__GIVEN PROBLEM__.
Recast all of the material below as a JSON list of strings, with one string per line and blank lines omitted. Leave the pictures out of the answer.

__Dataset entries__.

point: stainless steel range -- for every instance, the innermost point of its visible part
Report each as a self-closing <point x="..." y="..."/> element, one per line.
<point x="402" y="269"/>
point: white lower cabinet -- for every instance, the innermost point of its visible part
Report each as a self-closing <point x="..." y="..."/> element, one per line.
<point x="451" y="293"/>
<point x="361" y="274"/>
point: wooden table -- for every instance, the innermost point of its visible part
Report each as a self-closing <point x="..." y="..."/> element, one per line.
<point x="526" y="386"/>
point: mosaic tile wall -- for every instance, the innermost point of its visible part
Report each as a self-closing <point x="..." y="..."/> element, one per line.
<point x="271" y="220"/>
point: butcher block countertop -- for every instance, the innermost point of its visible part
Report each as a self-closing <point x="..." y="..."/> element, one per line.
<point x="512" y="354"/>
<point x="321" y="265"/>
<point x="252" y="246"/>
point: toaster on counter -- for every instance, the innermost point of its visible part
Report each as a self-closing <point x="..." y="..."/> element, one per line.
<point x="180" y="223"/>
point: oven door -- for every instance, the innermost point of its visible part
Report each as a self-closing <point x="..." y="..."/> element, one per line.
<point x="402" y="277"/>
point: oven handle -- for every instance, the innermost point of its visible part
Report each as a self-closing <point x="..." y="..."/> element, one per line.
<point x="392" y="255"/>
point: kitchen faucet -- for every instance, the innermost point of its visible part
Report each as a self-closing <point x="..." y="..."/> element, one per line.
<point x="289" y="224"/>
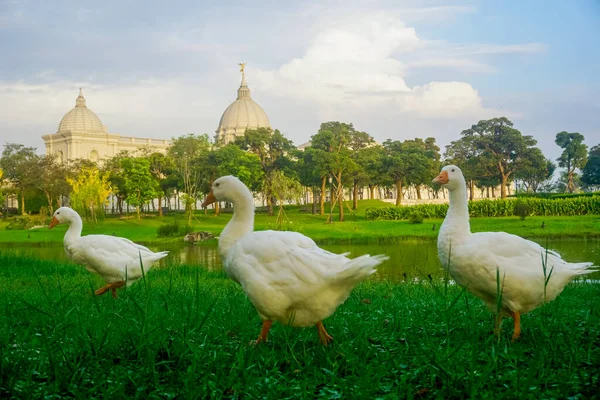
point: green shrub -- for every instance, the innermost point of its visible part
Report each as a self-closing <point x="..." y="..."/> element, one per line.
<point x="569" y="206"/>
<point x="168" y="230"/>
<point x="24" y="222"/>
<point x="415" y="217"/>
<point x="521" y="209"/>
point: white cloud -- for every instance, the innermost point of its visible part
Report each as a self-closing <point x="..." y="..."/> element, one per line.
<point x="352" y="65"/>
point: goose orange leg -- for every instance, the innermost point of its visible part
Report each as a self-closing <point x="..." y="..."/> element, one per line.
<point x="498" y="325"/>
<point x="517" y="332"/>
<point x="324" y="337"/>
<point x="264" y="332"/>
<point x="110" y="286"/>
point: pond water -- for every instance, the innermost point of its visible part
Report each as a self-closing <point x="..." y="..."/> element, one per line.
<point x="409" y="260"/>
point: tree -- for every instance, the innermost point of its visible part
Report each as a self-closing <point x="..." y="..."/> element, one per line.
<point x="162" y="168"/>
<point x="53" y="180"/>
<point x="188" y="152"/>
<point x="90" y="192"/>
<point x="464" y="154"/>
<point x="311" y="176"/>
<point x="2" y="197"/>
<point x="140" y="184"/>
<point x="332" y="145"/>
<point x="374" y="167"/>
<point x="423" y="162"/>
<point x="395" y="166"/>
<point x="272" y="149"/>
<point x="361" y="144"/>
<point x="501" y="144"/>
<point x="591" y="172"/>
<point x="114" y="172"/>
<point x="534" y="170"/>
<point x="21" y="168"/>
<point x="285" y="189"/>
<point x="574" y="155"/>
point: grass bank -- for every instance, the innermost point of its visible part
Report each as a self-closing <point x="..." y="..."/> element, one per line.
<point x="184" y="333"/>
<point x="355" y="229"/>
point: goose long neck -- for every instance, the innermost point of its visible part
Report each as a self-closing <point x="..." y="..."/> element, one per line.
<point x="240" y="224"/>
<point x="74" y="231"/>
<point x="456" y="224"/>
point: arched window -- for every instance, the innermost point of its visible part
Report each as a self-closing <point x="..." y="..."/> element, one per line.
<point x="94" y="156"/>
<point x="59" y="156"/>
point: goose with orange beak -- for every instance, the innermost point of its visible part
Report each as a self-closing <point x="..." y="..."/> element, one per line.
<point x="529" y="274"/>
<point x="286" y="276"/>
<point x="117" y="260"/>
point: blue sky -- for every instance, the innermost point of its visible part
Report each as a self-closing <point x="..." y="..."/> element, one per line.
<point x="396" y="69"/>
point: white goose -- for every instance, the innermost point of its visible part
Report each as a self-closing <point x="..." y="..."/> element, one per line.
<point x="473" y="259"/>
<point x="286" y="276"/>
<point x="115" y="259"/>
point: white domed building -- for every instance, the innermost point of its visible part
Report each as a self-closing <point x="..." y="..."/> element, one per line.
<point x="81" y="134"/>
<point x="241" y="115"/>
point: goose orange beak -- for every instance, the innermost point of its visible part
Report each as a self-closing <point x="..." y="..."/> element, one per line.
<point x="442" y="178"/>
<point x="53" y="223"/>
<point x="209" y="200"/>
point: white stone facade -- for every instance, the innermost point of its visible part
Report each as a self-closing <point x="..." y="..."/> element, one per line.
<point x="81" y="134"/>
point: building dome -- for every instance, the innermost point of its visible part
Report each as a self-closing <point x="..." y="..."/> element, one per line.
<point x="81" y="118"/>
<point x="244" y="113"/>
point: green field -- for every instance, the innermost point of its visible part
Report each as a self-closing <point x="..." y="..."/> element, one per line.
<point x="184" y="333"/>
<point x="354" y="229"/>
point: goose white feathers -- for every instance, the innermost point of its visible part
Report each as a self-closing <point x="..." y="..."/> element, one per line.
<point x="475" y="259"/>
<point x="286" y="276"/>
<point x="115" y="259"/>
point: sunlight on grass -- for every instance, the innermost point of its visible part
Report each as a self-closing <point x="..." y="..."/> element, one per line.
<point x="185" y="333"/>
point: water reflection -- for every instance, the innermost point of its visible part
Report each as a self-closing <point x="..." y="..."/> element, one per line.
<point x="409" y="260"/>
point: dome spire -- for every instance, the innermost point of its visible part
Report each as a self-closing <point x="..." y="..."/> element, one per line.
<point x="80" y="102"/>
<point x="244" y="90"/>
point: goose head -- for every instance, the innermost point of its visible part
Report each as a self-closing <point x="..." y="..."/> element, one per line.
<point x="450" y="177"/>
<point x="227" y="188"/>
<point x="62" y="215"/>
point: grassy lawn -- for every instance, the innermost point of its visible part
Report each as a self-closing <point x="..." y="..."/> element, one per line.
<point x="184" y="333"/>
<point x="354" y="230"/>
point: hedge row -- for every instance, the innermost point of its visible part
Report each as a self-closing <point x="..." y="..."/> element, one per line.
<point x="546" y="195"/>
<point x="494" y="208"/>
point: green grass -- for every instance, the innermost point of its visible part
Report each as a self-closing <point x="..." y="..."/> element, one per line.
<point x="184" y="332"/>
<point x="355" y="229"/>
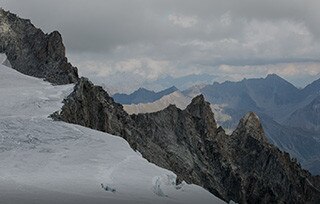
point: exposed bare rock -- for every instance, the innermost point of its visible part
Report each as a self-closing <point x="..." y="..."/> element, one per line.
<point x="242" y="167"/>
<point x="34" y="53"/>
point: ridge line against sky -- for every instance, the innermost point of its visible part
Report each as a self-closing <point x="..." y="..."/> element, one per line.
<point x="142" y="41"/>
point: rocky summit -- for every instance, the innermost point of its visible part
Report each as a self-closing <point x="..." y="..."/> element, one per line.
<point x="243" y="167"/>
<point x="34" y="53"/>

__RESPONSE BELOW__.
[
  "point: stainless steel range -- for every instance, the innermost point of its visible part",
  "Report each as a self-closing <point x=\"...\" y=\"...\"/> element, one per line.",
  "<point x=\"402\" y=\"269\"/>",
  "point: white lower cabinet -- for every instance, the innermost point of its visible part",
  "Report each as a self-closing <point x=\"...\" y=\"...\"/> element, one per line.",
  "<point x=\"451\" y=\"293\"/>",
  "<point x=\"361\" y=\"274\"/>",
  "point: wooden table -- for every instance, the innermost point of its visible part",
  "Report each as a self-closing <point x=\"...\" y=\"...\"/> element, one per line.",
  "<point x=\"526\" y=\"386\"/>",
  "point: mosaic tile wall -- for every instance, the innermost point of its visible part",
  "Report each as a self-closing <point x=\"...\" y=\"...\"/> element, one per line.",
  "<point x=\"271\" y=\"220\"/>",
  "point: butcher block countertop -- for every instance, the innermost point of its visible part",
  "Report each as a self-closing <point x=\"...\" y=\"...\"/> element, one per line.",
  "<point x=\"512\" y=\"354\"/>",
  "<point x=\"321\" y=\"265\"/>",
  "<point x=\"252\" y=\"246\"/>",
  "point: toaster on counter -- for every instance, the innermost point of its visible part",
  "Report each as a self-closing <point x=\"...\" y=\"...\"/> element, one per line.",
  "<point x=\"180\" y=\"223\"/>",
  "point: oven door -- for every instance, the innermost point of its visible part",
  "Report each as a self-closing <point x=\"...\" y=\"...\"/> element, one per line.",
  "<point x=\"402\" y=\"277\"/>",
  "point: oven handle -- for every instance, the innermost point of its visible part",
  "Report each as a self-closing <point x=\"...\" y=\"...\"/> element, one per line.",
  "<point x=\"392\" y=\"255\"/>",
  "point: kitchen faucet -- for every instance, the innermost point of its visible part",
  "Report each as a self-closing <point x=\"...\" y=\"...\"/> element, one per line.",
  "<point x=\"289\" y=\"224\"/>",
  "point: green shrub -- for every instance, the innermost point of its visible part",
  "Report each as a self-closing <point x=\"...\" y=\"...\"/> element, one per line.",
  "<point x=\"569\" y=\"206\"/>",
  "<point x=\"168\" y=\"230\"/>",
  "<point x=\"24\" y=\"222\"/>",
  "<point x=\"415\" y=\"217\"/>",
  "<point x=\"521\" y=\"209\"/>",
  "point: white cloud -- for every instance, the innermost point of its visible part",
  "Report each as a self-closing <point x=\"...\" y=\"...\"/> element, one per line.",
  "<point x=\"352\" y=\"65\"/>",
  "point: goose orange leg -- for every instance, the innermost point of its visible part",
  "Report each as a self-closing <point x=\"...\" y=\"...\"/> element, one per line.",
  "<point x=\"498\" y=\"325\"/>",
  "<point x=\"517\" y=\"332\"/>",
  "<point x=\"324\" y=\"337\"/>",
  "<point x=\"264\" y=\"332\"/>",
  "<point x=\"110\" y=\"286\"/>",
  "point: pond water -- for every instance, the innermost point of its visible part",
  "Report each as a self-closing <point x=\"...\" y=\"...\"/> element, one per line.",
  "<point x=\"409\" y=\"260\"/>",
  "point: tree -- for every instance, the innermost point of its visible part",
  "Report each as a self-closing <point x=\"...\" y=\"...\"/> element, one per line.",
  "<point x=\"162\" y=\"168\"/>",
  "<point x=\"53\" y=\"180\"/>",
  "<point x=\"188\" y=\"152\"/>",
  "<point x=\"90\" y=\"192\"/>",
  "<point x=\"464\" y=\"154\"/>",
  "<point x=\"311\" y=\"176\"/>",
  "<point x=\"2\" y=\"197\"/>",
  "<point x=\"140\" y=\"184\"/>",
  "<point x=\"332\" y=\"145\"/>",
  "<point x=\"374\" y=\"167\"/>",
  "<point x=\"423\" y=\"162\"/>",
  "<point x=\"395\" y=\"166\"/>",
  "<point x=\"272\" y=\"149\"/>",
  "<point x=\"361\" y=\"144\"/>",
  "<point x=\"501\" y=\"144\"/>",
  "<point x=\"591\" y=\"172\"/>",
  "<point x=\"114\" y=\"172\"/>",
  "<point x=\"534\" y=\"170\"/>",
  "<point x=\"21\" y=\"168\"/>",
  "<point x=\"285\" y=\"189\"/>",
  "<point x=\"574\" y=\"155\"/>",
  "point: grass bank -- for every instance, the innermost point of its visible part",
  "Report each as a self-closing <point x=\"...\" y=\"...\"/> element, one per line.",
  "<point x=\"184\" y=\"333\"/>",
  "<point x=\"355\" y=\"229\"/>",
  "point: goose long neck -- for every instance, the innermost point of its visible part",
  "Report each as a self-closing <point x=\"...\" y=\"...\"/> element, one per line.",
  "<point x=\"240\" y=\"224\"/>",
  "<point x=\"74\" y=\"231\"/>",
  "<point x=\"456\" y=\"224\"/>",
  "point: arched window -- for every instance, the innermost point of its visible part",
  "Report each as a self-closing <point x=\"...\" y=\"...\"/> element, one per line.",
  "<point x=\"94\" y=\"156\"/>",
  "<point x=\"59\" y=\"156\"/>",
  "point: goose with orange beak -- for every instance, the innermost point of its visible part",
  "Report each as a self-closing <point x=\"...\" y=\"...\"/> element, one per line.",
  "<point x=\"529\" y=\"274\"/>",
  "<point x=\"286\" y=\"276\"/>",
  "<point x=\"117\" y=\"260\"/>",
  "point: blue sky -- for every instance, the innermost point of its visible part",
  "Report each as a self-closing <point x=\"...\" y=\"...\"/> element, one per line.",
  "<point x=\"396\" y=\"69\"/>",
  "point: white goose -- for every instance, the innermost point of its visible part",
  "Report each as a self-closing <point x=\"...\" y=\"...\"/> element, one per line.",
  "<point x=\"473\" y=\"259\"/>",
  "<point x=\"286\" y=\"276\"/>",
  "<point x=\"115\" y=\"259\"/>",
  "point: white domed building -- for every instance, the innermost point of its visible part",
  "Report each as a self-closing <point x=\"...\" y=\"...\"/> element, one per line.",
  "<point x=\"81\" y=\"134\"/>",
  "<point x=\"241\" y=\"115\"/>",
  "point: goose orange beak -- for every instance, the innermost point of its visible part",
  "Report each as a self-closing <point x=\"...\" y=\"...\"/> element, one per line.",
  "<point x=\"442\" y=\"178\"/>",
  "<point x=\"53\" y=\"223\"/>",
  "<point x=\"209\" y=\"200\"/>",
  "point: white stone facade -- for every instance, the innermost point of its visible part",
  "Report each as a self-closing <point x=\"...\" y=\"...\"/> element, one per line.",
  "<point x=\"81\" y=\"134\"/>",
  "point: building dome -- for every instance, the innermost point of its visible part",
  "Report each as a self-closing <point x=\"...\" y=\"...\"/> element, one per line.",
  "<point x=\"81\" y=\"118\"/>",
  "<point x=\"244\" y=\"113\"/>",
  "point: green field -- for every instance, the innermost point of its visible part",
  "Report each as a self-closing <point x=\"...\" y=\"...\"/> element, one per line.",
  "<point x=\"184\" y=\"333\"/>",
  "<point x=\"354\" y=\"229\"/>",
  "point: goose white feathers -- for every instance, the innermost point of its visible part",
  "Report each as a self-closing <point x=\"...\" y=\"...\"/> element, one per line.",
  "<point x=\"475\" y=\"259\"/>",
  "<point x=\"286\" y=\"276\"/>",
  "<point x=\"115\" y=\"259\"/>",
  "point: sunlight on grass -- for every instance, the innermost point of its visible part",
  "Report each as a self-closing <point x=\"...\" y=\"...\"/> element, one per line.",
  "<point x=\"185\" y=\"333\"/>",
  "point: water reflection -- for every instance, the innermost point of its visible part",
  "Report each as a self-closing <point x=\"...\" y=\"...\"/> element, one per line.",
  "<point x=\"409\" y=\"260\"/>",
  "point: dome spire -- for every instance, the innermost point of its visible part",
  "Report each as a self-closing <point x=\"...\" y=\"...\"/> element, one per line.",
  "<point x=\"80\" y=\"102\"/>",
  "<point x=\"244\" y=\"90\"/>",
  "point: goose head -- for every instance, the innermost point of its visible part",
  "Report each as a self-closing <point x=\"...\" y=\"...\"/> element, one per line.",
  "<point x=\"450\" y=\"177\"/>",
  "<point x=\"227\" y=\"188\"/>",
  "<point x=\"62\" y=\"215\"/>",
  "point: grassy lawn -- for every instance, the innermost point of its visible part",
  "Report each as a self-closing <point x=\"...\" y=\"...\"/> element, one per line.",
  "<point x=\"184\" y=\"333\"/>",
  "<point x=\"354\" y=\"230\"/>",
  "point: hedge row -- for every instance, the innermost point of its visible part",
  "Report each as a self-closing <point x=\"...\" y=\"...\"/> element, one per line.",
  "<point x=\"546\" y=\"195\"/>",
  "<point x=\"494\" y=\"208\"/>",
  "point: green grass -- for every instance, the innermost point of its visible part",
  "Report each as a self-closing <point x=\"...\" y=\"...\"/> element, one per line.",
  "<point x=\"184\" y=\"332\"/>",
  "<point x=\"355\" y=\"229\"/>",
  "point: exposed bare rock -- for every instance, the innermost point of its visible part",
  "Report each as a self-closing <point x=\"...\" y=\"...\"/> element, one per line.",
  "<point x=\"242\" y=\"167\"/>",
  "<point x=\"34\" y=\"53\"/>",
  "point: ridge line against sky -- for every instance, the innermost point of its visible part",
  "Report each as a self-closing <point x=\"...\" y=\"...\"/> element, one per line.",
  "<point x=\"142\" y=\"41\"/>",
  "point: rocky summit -- for every instance, the innermost point of its visible part",
  "Report each as a self-closing <point x=\"...\" y=\"...\"/> element, one per line.",
  "<point x=\"243\" y=\"167\"/>",
  "<point x=\"34\" y=\"53\"/>"
]